# TASK TO COMPLETE
Give only the number of lines in the data below that contain the string "hand".

┌──

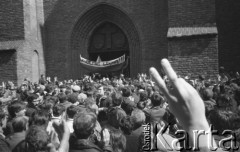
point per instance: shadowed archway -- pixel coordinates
(86, 25)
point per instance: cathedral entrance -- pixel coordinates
(109, 42)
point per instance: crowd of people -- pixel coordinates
(100, 114)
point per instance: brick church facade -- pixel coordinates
(47, 36)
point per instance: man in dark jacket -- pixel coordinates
(4, 146)
(83, 125)
(156, 113)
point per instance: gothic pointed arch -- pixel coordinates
(84, 28)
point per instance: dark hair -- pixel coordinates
(49, 88)
(156, 99)
(117, 99)
(118, 140)
(84, 124)
(2, 116)
(141, 105)
(32, 97)
(106, 103)
(40, 118)
(126, 125)
(222, 119)
(72, 111)
(58, 109)
(73, 98)
(128, 106)
(37, 139)
(19, 124)
(126, 92)
(62, 97)
(15, 108)
(115, 115)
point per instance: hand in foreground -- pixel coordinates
(106, 137)
(184, 101)
(64, 135)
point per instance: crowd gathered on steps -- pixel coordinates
(100, 114)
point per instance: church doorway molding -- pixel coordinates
(84, 28)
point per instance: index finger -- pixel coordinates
(171, 74)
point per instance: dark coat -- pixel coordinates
(83, 145)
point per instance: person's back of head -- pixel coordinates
(40, 118)
(73, 98)
(115, 115)
(117, 99)
(3, 119)
(62, 97)
(49, 88)
(222, 119)
(118, 140)
(15, 108)
(141, 105)
(138, 118)
(128, 106)
(19, 124)
(126, 125)
(207, 94)
(84, 124)
(72, 111)
(156, 99)
(58, 110)
(37, 140)
(143, 96)
(32, 97)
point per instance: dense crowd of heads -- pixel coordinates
(32, 114)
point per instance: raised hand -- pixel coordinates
(184, 101)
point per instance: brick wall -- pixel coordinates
(11, 20)
(148, 17)
(194, 55)
(228, 23)
(8, 66)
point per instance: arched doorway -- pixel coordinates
(84, 28)
(109, 42)
(35, 66)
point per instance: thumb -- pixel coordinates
(51, 147)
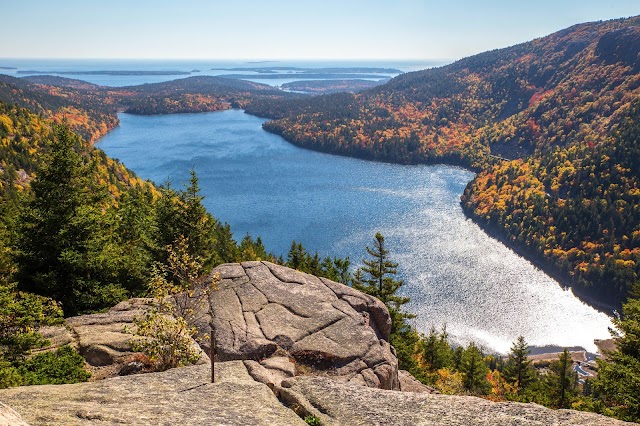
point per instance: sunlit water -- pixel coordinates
(21, 67)
(455, 273)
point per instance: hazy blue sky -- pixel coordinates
(286, 29)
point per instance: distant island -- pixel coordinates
(332, 70)
(321, 87)
(305, 76)
(106, 72)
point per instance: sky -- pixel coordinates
(286, 29)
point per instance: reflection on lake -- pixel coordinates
(454, 272)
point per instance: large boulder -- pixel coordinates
(315, 325)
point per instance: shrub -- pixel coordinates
(64, 365)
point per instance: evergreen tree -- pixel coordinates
(562, 381)
(182, 214)
(197, 225)
(618, 381)
(435, 350)
(136, 230)
(66, 245)
(379, 272)
(226, 247)
(518, 370)
(475, 370)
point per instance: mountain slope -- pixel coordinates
(91, 110)
(548, 104)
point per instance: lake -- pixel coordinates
(455, 273)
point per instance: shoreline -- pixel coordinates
(544, 265)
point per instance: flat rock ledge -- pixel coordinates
(101, 339)
(184, 396)
(283, 322)
(337, 404)
(181, 396)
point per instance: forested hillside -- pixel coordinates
(91, 110)
(549, 126)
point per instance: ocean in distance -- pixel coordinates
(85, 69)
(455, 273)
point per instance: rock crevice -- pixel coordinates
(320, 326)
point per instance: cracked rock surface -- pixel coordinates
(320, 327)
(341, 404)
(101, 339)
(180, 396)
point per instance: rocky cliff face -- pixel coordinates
(184, 396)
(285, 322)
(289, 345)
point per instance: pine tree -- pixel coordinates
(182, 214)
(562, 381)
(435, 350)
(618, 381)
(475, 370)
(197, 225)
(518, 370)
(379, 272)
(66, 244)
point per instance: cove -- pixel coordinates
(454, 272)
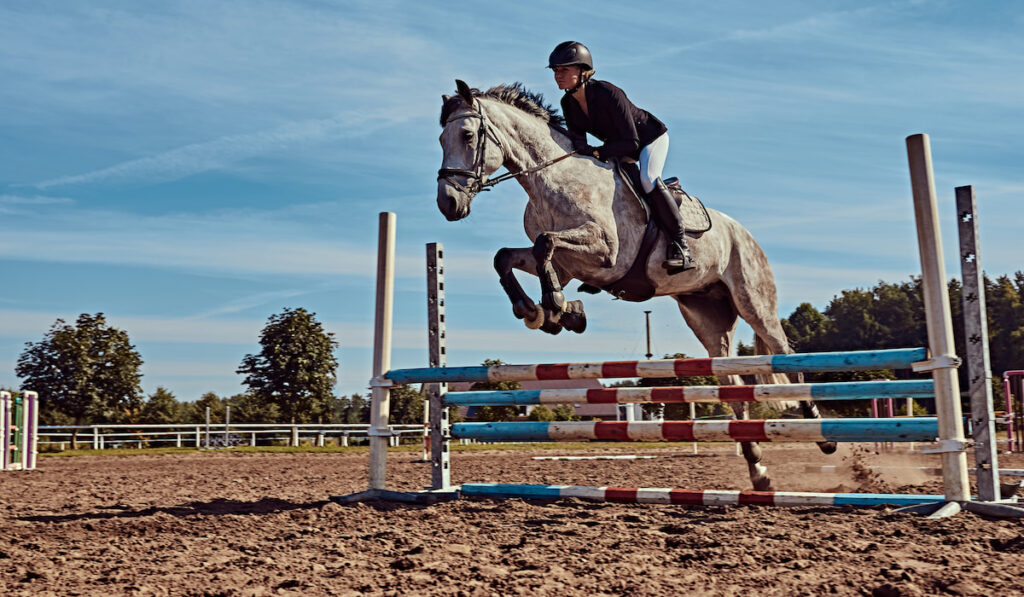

└──

# COMPLETED EXERCISE
2